-- Start of EXERCISE INPUT --

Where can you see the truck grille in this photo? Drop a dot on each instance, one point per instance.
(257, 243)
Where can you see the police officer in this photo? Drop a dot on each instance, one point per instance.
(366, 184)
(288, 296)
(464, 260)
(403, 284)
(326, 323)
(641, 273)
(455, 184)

-- End of EXERCISE INPUT --

DIRECTIONS FOR THIS TASK:
Print all of the lines above verbatim, without changing a single character.

PROBLEM SOLUTION:
Where can you see the truck grille in this photo? Drop a dot on each instance, one point per instance.
(257, 243)
Where can you see the police officer in this photo? Drop a dot on each instance, one point per instance.
(366, 184)
(288, 296)
(464, 260)
(403, 284)
(326, 323)
(641, 273)
(455, 184)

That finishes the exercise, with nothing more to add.